• Extract:
##############################

I almost feel like I need another NaNoWriMo to get me to write again. I’ve written 2,000+ words over the past two weeks. The first week was pure writer’s block. This past week was pure….laziness I suppose.

Honestly, I’m trying to adjust to my new “schedule” per say. Hubby got a new job. His previous job was sitting at home with me, getting paid to recover from a work injury. Now he’s back to working again and I’ve been trying to get myself into a good schedule.

Oh, and I’ve been trying to lose weight.

So I get up in the morning after hubby leaves and before my daughter wakes up. I do about an hour of exercising (I tried to start out with the P90X but only got past day 4 before deciding my body wasn’t meant for it [I even started a P90X blog]. P90X was meant for those who are already in shape, not for someone who needs to lose 50 pounds and hasn’t done any real exercise since her stint in the Army over 10 years ago. So instead I’m doing some light yoga and taking my daughter out on frequent bike rides – we’ve gone 21 miles just this week!)

After exercising I shower and wake up my daughter and have the rest of our day to ourselves. I could write, but I usually just surf the internet. I could write, but I usually practice my guitar. I could write, but I usually just hang out with my daughter on the porch while she swings and plays with her baby doll. I could write, but by the time hubby gets home I usually haven’t. We spend some time watching Netflix and try to get to bed early because he has to be up early.

##############################

• Direction 1: Reproduce the passage of the blog post about struggling to write from "After exercising I" up to and including "be up early.".
• Direction 2: Write the next part of the blog post about struggling to write, picking up after its last sentence.

• Supplied records:
##############################

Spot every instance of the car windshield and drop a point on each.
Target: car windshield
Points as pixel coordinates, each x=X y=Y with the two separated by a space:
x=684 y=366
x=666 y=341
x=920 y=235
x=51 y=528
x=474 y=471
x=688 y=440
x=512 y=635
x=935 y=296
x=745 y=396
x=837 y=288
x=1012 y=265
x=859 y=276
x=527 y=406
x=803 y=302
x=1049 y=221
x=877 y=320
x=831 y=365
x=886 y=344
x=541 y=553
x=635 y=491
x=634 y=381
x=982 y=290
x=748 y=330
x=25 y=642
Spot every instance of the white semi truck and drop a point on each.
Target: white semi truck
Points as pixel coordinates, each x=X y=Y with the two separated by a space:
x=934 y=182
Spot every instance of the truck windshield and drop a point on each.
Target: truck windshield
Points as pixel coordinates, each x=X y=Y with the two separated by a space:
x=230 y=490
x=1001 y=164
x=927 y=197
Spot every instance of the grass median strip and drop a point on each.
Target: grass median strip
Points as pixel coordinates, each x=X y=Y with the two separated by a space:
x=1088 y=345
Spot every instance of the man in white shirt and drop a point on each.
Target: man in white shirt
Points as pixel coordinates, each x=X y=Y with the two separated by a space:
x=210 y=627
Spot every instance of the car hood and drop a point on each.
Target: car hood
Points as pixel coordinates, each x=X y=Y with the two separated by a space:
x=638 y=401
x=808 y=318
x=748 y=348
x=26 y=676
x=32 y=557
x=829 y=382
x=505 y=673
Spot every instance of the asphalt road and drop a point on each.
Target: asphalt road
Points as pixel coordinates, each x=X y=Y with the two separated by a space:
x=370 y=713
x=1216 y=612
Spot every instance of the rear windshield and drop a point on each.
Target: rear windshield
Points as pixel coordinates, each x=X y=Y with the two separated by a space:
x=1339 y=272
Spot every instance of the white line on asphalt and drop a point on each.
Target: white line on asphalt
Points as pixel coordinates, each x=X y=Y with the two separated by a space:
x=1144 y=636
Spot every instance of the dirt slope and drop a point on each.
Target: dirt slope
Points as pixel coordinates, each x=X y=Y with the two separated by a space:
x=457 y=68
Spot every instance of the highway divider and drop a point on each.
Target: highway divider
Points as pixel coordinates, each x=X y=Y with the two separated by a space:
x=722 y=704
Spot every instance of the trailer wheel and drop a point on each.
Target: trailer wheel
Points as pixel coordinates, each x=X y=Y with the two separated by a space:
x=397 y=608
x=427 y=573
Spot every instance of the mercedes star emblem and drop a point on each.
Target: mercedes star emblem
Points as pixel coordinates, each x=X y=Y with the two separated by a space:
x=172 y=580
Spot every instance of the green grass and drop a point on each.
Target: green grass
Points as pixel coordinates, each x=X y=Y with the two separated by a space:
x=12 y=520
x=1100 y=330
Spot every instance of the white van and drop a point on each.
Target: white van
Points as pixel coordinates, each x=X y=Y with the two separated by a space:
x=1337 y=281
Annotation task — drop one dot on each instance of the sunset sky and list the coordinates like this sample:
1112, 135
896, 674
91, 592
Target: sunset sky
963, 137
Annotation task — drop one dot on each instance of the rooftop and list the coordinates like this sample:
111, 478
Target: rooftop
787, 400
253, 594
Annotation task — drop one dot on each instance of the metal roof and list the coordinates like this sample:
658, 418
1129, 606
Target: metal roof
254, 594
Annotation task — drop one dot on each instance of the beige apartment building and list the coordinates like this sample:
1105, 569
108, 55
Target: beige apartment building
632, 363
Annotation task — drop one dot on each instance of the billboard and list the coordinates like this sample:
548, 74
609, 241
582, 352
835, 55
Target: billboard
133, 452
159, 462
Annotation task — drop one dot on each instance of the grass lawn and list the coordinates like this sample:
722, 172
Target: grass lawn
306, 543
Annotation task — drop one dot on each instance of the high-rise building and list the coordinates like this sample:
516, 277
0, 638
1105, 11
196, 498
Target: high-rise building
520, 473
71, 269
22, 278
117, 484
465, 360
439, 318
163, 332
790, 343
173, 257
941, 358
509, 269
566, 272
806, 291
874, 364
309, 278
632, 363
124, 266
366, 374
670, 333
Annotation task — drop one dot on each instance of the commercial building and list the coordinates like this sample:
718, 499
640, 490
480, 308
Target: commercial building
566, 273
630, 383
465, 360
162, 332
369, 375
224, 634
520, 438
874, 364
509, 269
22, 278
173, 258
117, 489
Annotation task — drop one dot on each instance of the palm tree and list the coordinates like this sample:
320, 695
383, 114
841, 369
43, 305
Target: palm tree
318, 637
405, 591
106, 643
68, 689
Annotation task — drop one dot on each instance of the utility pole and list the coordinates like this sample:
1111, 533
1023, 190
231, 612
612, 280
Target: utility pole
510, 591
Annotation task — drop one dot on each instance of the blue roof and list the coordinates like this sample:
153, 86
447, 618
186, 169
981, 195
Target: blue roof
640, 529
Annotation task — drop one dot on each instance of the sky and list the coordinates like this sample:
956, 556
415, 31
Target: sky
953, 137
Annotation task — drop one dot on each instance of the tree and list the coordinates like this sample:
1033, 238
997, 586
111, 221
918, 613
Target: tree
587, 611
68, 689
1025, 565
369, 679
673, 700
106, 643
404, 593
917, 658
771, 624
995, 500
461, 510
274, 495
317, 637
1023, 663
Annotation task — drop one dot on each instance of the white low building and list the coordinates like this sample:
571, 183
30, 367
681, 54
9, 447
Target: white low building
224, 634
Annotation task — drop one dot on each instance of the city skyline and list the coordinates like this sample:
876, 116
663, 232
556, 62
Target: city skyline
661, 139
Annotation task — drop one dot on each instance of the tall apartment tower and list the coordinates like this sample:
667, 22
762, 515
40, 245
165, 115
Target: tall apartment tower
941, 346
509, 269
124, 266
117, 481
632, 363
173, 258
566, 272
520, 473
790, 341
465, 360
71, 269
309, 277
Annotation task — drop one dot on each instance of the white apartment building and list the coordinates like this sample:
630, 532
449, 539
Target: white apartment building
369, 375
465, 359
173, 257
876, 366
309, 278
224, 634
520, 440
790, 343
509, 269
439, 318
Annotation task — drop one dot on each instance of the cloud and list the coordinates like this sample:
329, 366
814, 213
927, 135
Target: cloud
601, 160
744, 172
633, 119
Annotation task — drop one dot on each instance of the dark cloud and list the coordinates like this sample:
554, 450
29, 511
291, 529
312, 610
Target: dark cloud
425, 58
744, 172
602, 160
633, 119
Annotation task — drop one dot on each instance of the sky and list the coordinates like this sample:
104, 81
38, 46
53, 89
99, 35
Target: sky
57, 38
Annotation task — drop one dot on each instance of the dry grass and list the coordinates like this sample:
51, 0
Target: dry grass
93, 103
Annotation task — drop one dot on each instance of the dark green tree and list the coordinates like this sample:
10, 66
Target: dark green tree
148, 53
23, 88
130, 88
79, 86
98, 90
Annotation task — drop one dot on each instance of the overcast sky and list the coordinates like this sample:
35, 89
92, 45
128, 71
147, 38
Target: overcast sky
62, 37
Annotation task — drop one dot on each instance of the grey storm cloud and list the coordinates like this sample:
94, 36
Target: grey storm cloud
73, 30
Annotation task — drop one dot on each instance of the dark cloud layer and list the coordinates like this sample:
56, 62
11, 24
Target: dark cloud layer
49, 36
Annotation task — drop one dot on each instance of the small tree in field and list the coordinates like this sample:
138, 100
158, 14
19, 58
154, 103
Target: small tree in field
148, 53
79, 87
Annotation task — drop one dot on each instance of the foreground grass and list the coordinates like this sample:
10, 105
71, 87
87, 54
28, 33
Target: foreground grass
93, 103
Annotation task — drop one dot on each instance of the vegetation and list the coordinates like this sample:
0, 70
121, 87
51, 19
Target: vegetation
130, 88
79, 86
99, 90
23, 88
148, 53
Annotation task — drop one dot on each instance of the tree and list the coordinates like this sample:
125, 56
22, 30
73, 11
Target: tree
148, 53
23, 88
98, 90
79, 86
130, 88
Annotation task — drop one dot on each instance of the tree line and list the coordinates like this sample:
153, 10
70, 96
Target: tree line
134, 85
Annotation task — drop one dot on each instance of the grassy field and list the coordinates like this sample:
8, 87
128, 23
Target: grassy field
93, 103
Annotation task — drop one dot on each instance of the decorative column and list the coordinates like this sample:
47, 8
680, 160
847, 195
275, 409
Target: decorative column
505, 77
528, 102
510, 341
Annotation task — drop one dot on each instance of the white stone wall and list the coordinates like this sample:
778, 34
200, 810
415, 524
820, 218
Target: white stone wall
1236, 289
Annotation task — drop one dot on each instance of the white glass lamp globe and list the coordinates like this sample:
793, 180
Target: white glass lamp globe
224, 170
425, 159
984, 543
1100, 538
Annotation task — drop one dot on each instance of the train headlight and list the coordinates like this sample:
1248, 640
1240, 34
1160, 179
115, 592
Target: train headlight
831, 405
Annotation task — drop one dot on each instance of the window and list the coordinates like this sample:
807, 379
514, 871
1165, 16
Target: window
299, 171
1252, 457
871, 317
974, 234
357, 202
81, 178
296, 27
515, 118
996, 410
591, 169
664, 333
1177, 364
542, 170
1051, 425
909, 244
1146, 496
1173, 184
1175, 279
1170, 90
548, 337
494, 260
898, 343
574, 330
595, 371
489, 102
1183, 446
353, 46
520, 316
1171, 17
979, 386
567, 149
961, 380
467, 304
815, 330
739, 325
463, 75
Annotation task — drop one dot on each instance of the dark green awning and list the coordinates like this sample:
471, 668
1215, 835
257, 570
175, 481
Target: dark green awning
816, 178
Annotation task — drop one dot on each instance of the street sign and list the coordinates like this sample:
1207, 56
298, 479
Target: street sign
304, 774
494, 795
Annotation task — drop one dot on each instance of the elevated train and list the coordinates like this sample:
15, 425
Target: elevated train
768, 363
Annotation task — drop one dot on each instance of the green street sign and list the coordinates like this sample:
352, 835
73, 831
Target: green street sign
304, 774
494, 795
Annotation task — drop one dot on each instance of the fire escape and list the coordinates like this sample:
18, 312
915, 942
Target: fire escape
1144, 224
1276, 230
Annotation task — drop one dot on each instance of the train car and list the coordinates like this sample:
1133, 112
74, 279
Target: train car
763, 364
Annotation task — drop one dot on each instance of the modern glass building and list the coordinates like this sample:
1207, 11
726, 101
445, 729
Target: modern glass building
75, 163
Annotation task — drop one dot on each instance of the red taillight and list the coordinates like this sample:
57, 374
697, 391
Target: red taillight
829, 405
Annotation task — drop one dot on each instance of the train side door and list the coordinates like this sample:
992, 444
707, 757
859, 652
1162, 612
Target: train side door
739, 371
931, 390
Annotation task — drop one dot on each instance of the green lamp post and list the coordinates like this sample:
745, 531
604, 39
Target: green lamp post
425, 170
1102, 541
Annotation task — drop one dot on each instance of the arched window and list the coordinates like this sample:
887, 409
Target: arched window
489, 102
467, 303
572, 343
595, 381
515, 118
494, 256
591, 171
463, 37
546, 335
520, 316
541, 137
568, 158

##############################

• Response 1:
After exercising I shower and wake up my daughter and have the rest of our day to ourselves. I could write, but I usually just surf the internet. I could write, but I usually practice my guitar. I could write, but I usually just hang out with my daughter on the porch while she swings and plays with her baby doll. I could write, but by the time hubby gets home I usually haven’t. We spend some time watching Netflix and try to get to bed early because he has to be up early.

• Response 2:
I’m not sure what my problem is. I think I’ve been getting down on myself. I’ve been debating taking some writing classes, thinking it will help me get some confidence, but I’m not sure that would really help.

I think I’ve just hit the halfway slump. I’m not really sure I’m at the halfway point in my novel, but with a goal of 100,000k words and only 60,500 written I’m close enough to call it the halfway mark. Heck, I still have to edit, re-edit, edit again, and keep editing until it’s a perfect as it can be. Then I still have to go through the beta reader phase, edit again and again. Then determine if I want to go with traditional publishing (my dream is to be published through TOR) or self publish.

Needless to say, I’ve still got quite a ways to go. I think the full weight of it all is hitting me hard. I’ll eventually get over it, I’m sure. I just feel bad for slacking since Camp NaNoWriMo has been over.

So consider this a rant blog. I’m done. I promise my next blog will be more upbeat and positive.